----- TEXT EXCERPT -----

A pre-tableau for a formula \(\phi \) is a graph the nodes of which are labelled with subsets of the Fischer-Ladner closure \(\mathbf F\); the graph structure L of a pre-tableau is constructed by applying tableau rules from \(\mathcal {R}\) to the labels of nodes with the requirement that for each rule application \((\Gamma /\varSigma )\) to the label \(\Gamma \) of a node v, there is a w with \((v,w)\in L\) such that the label of w is contained in \(\varSigma \). Nodes whose labels are saturated (i.e. do not contain propositional or fixpoint operators) are called states. Formulas are tracked through rule applications by the connectedness relation \(\leadsto \subseteq (\mathcal {P}(\mathbf F)\times \mathbf F)^2\) that is defined by putting \(\Phi ,\phi \leadsto \Psi ,\psi \) if and only if \(\Psi \) is a conclusion of an application of a rule from \(\mathcal {R}\) to \(\Phi \) such that \(\phi \in \Phi \), \(\psi \in \Psi \), and the rule application transforms \(\phi \) to \(\psi \); if the rule application does not change \(\phi \), then \(\phi =\psi \). E.g. we have \(\Phi ,\psi _1\wedge \psi _2\leadsto \Psi ,\psi _i\), where \(i\in \{1,2\}\) and \(\Psi \) is obtained from \(\Phi \) by applying the rule \((\wedge )\) to \(\psi _1\wedge \psi _2\). A branch \(\Psi _0,\Psi _1\ldots \) in a pre-tableau is a sequence of labels such that for all \(i>0\), \(\Psi _{i+1}\) is an L-successor of \(\Psi _i\). A thread on an infinite branch \(\Psi _0,\Psi _1,\ldots \) is an infinite sequence \(t=\psi _0,\psi _1\ldots \) of formulas with \(\Psi _0,\psi _0\leadsto \Psi _1,\psi _1\leadsto \ldots \). A \(\mu \)-thread is a thread t such that \(\min (\mathsf {Inf}(\mathsf {al}\circ t))\) is odd, i.e. the outermost fixpoint literal that is unfolded infinitely often in t is a least fixpoint literal. A bad branch is an infinite branch that contains a \(\mu \)-thread. A tableau for \(\phi \) is a pre-tableau for \(\phi \) that does not contain bad branches.

----- DATASET EXTRACT -----

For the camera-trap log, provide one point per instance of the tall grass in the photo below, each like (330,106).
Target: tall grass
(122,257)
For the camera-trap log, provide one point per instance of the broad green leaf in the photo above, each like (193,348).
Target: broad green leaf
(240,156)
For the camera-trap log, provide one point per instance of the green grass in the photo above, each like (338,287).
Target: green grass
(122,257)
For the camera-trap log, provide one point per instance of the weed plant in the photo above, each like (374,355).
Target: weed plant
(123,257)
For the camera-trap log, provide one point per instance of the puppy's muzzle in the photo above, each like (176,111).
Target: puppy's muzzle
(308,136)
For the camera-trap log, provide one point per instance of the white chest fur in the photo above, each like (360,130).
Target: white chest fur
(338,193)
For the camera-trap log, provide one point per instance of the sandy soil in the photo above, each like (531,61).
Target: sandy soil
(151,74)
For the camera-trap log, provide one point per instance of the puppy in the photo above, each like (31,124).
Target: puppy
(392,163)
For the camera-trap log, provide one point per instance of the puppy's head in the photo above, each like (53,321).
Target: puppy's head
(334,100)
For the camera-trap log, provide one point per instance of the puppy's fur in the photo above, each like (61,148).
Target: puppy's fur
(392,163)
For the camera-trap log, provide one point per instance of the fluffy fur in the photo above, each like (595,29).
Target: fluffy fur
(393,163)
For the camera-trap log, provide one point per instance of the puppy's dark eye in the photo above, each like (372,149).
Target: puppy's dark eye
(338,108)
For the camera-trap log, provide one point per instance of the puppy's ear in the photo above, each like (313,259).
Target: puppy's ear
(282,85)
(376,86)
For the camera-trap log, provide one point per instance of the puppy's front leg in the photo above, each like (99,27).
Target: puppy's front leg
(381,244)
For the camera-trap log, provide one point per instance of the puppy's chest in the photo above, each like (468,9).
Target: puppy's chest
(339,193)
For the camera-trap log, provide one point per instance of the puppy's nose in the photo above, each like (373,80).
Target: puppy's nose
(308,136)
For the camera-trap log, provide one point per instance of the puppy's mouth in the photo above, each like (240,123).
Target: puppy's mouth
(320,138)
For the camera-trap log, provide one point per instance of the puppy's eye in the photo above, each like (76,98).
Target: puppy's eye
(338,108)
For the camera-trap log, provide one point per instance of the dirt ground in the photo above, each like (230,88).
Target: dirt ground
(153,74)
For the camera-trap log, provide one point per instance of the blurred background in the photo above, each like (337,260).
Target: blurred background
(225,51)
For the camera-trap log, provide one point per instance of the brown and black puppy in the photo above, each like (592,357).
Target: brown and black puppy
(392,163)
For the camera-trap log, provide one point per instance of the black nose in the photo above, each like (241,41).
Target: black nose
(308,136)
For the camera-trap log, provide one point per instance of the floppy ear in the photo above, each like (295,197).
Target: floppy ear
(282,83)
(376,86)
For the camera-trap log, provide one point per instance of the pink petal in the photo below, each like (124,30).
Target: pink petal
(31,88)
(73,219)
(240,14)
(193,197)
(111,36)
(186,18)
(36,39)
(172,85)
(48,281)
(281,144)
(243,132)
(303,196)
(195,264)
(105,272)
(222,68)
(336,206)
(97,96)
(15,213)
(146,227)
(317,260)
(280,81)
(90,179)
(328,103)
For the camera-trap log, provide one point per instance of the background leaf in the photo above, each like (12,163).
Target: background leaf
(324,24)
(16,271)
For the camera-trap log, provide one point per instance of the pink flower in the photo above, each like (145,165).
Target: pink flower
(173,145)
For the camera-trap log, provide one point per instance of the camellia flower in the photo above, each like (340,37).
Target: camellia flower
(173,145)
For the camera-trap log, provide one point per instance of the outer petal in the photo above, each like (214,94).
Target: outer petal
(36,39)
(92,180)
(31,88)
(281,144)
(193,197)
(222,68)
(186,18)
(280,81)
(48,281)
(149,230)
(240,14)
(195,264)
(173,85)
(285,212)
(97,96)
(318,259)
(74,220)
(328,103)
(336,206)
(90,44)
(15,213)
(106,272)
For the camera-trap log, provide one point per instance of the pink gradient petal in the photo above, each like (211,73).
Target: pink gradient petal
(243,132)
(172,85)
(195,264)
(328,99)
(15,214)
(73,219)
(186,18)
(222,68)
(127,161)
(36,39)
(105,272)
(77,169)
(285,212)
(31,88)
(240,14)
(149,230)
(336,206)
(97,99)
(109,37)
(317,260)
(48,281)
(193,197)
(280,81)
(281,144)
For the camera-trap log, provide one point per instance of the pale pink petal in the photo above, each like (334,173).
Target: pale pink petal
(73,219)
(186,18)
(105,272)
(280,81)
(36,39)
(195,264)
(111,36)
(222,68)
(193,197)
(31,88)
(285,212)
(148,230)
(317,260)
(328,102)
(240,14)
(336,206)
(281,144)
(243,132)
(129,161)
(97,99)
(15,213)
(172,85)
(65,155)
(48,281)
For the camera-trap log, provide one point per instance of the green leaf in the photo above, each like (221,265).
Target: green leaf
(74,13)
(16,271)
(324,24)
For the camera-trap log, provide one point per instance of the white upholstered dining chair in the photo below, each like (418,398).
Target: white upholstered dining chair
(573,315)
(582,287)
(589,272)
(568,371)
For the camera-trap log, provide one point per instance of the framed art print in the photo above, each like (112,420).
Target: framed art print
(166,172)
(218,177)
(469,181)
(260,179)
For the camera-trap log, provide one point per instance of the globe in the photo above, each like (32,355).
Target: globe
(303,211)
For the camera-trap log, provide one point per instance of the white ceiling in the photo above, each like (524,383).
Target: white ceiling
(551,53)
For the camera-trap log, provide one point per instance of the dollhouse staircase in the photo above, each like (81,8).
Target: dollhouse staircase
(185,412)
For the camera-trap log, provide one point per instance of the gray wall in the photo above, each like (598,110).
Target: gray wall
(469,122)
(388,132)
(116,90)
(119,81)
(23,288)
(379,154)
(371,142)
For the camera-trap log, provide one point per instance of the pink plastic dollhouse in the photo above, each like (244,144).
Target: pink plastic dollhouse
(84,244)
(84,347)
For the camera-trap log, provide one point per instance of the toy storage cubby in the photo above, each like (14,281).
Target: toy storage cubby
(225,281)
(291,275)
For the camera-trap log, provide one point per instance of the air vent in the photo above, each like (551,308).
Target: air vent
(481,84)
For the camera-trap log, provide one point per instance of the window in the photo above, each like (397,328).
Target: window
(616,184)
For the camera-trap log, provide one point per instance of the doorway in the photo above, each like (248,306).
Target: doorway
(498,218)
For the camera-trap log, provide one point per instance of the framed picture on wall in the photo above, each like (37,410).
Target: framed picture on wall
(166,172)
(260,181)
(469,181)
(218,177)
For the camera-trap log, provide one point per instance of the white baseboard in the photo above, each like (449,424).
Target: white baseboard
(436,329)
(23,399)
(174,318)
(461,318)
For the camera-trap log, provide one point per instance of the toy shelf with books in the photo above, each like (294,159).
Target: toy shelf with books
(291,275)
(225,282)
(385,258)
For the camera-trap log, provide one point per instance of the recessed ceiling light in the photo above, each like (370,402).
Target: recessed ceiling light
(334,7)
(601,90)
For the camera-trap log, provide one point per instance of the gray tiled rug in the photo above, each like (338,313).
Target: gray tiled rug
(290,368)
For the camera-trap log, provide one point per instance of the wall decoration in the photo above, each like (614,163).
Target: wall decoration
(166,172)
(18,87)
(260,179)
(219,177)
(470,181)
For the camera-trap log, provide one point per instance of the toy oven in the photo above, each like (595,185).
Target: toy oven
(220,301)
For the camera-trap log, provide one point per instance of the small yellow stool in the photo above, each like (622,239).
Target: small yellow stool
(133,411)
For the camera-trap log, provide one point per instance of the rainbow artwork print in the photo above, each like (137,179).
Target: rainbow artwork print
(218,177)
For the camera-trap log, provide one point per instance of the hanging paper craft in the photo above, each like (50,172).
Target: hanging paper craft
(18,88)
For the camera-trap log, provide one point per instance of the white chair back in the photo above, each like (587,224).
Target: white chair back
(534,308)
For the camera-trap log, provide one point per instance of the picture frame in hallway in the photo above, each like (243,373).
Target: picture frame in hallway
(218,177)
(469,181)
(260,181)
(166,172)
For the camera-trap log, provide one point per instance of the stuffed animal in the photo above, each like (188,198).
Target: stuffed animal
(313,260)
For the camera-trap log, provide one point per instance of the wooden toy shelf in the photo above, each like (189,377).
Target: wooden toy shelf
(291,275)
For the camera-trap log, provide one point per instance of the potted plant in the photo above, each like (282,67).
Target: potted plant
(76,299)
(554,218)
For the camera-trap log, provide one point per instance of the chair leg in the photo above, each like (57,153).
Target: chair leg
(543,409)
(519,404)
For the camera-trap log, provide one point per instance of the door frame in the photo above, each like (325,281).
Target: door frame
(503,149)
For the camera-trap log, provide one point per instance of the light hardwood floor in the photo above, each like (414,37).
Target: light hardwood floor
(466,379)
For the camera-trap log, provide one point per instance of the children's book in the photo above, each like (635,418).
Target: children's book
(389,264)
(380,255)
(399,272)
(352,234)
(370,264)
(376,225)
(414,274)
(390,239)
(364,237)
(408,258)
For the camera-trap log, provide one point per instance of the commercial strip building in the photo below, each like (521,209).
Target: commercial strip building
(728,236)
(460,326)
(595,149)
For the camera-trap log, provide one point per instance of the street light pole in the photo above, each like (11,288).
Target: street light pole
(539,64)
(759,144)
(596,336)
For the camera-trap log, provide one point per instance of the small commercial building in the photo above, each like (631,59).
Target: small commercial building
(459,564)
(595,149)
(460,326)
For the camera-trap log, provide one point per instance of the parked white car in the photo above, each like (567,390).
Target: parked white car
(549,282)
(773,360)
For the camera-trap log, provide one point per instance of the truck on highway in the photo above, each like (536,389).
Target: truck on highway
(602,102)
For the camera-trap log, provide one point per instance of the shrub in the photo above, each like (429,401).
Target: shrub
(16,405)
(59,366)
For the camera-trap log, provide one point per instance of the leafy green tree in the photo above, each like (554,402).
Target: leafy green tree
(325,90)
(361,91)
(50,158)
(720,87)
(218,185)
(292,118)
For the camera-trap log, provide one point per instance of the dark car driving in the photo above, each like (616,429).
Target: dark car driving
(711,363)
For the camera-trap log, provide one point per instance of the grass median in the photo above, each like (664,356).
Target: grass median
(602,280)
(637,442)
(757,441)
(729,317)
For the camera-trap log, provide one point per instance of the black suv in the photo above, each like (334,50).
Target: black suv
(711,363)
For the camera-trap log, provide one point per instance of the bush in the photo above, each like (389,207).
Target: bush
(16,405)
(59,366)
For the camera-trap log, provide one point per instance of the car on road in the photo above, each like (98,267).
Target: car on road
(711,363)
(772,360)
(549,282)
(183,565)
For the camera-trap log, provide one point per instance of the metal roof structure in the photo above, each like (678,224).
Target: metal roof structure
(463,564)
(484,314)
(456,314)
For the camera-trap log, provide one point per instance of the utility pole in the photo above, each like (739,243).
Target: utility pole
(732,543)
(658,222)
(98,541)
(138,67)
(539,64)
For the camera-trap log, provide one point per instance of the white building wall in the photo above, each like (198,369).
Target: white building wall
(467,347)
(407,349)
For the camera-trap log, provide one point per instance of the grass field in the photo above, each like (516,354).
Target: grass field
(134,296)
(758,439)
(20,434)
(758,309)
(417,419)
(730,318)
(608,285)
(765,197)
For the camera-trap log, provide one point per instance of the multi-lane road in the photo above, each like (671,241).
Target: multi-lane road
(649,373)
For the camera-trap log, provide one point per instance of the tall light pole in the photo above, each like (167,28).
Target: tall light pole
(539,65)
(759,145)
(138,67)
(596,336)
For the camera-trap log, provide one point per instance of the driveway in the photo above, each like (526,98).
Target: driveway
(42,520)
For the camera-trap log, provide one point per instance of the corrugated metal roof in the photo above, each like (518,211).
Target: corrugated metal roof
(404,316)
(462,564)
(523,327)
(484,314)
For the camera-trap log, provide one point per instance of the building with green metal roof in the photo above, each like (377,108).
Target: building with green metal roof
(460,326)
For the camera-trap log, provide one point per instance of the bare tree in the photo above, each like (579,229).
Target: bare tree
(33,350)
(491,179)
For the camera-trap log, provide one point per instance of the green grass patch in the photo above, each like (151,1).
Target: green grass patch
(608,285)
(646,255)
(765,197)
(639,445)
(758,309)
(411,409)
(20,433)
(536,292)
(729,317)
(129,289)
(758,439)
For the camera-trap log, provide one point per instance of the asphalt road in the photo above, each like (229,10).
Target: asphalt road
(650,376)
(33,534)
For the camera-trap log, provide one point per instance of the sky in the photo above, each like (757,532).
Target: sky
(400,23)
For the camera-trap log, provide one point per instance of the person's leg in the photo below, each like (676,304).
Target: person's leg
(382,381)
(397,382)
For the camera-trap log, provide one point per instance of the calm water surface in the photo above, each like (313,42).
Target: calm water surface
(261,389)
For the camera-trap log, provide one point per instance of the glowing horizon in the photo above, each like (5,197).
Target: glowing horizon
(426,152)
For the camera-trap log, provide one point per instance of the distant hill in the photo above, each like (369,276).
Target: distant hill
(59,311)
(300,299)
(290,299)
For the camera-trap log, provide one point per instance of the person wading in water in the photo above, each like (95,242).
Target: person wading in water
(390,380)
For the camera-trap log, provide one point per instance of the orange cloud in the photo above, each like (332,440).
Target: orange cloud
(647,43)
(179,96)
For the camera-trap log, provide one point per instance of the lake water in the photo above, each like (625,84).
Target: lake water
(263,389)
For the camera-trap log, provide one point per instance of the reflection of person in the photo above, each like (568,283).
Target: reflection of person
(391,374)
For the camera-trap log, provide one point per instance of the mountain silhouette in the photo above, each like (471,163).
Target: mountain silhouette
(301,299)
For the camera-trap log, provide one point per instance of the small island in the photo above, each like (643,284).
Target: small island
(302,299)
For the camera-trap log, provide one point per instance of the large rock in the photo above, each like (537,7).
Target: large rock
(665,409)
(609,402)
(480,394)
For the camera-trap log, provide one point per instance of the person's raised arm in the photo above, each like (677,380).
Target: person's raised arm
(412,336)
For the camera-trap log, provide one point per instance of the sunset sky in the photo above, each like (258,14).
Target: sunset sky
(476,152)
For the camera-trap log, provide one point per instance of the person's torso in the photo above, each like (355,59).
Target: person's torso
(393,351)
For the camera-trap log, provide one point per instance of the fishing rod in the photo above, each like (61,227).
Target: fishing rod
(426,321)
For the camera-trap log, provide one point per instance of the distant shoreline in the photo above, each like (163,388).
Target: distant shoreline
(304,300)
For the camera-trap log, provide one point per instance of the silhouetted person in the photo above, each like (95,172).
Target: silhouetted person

-----

*EXERCISE:* Carry on the passage on pre-tableaux and tableaux past its final sentence. The rows have nothing to do with the passage on tableaux.

*TASK RESPONSE:*
We import from [10] the well-known fact that the existence of tableaux in the sense defined above characterizes satisfiability. In [10], the result is shown for the more general unguarded \(\mu \)-calculus; we note that the restriction to guarded formulas does not invalidate the theorem.

Theorem 16

([10]). A \(\mu \)-calculus formula \(\psi \) is satisfiable if and only if there is a tableau for \(\psi \).

Given a formula \(\phi \), we define the alphabet \(\varSigma _{\phi }\) to consist of letters that each identify a rule \(R\in \mathcal {R}\), a principal formula from \(\mathbf {F}\) and one of the conclusions of R. E.g. the letter \(((\vee ),0,p\vee \Diamond q)\) identifies the application of the disjunction rule to a principal formula \(p\vee \Diamond q\) and the choice of the left conclusion; thus this letter identifies the transition from \(p\vee \Diamond q\) to p by use of rule \((\vee )\). We note \(|\varSigma _{\phi }|\in \mathcal {O}(|\phi |)\). Further, we denote the set of all words that encode some branch and some bad branch in some pre-tableau for \(\phi \) by \(\mathsf {Branch}(\phi )\) and \(\mathsf {BadBranch}(\phi )\), respectively.

As a crucial result, we now show that limit-deterministic automata are expressive enough to exactly recognize the bad branches in pre-tableaux for weakly aconjunctive formulas.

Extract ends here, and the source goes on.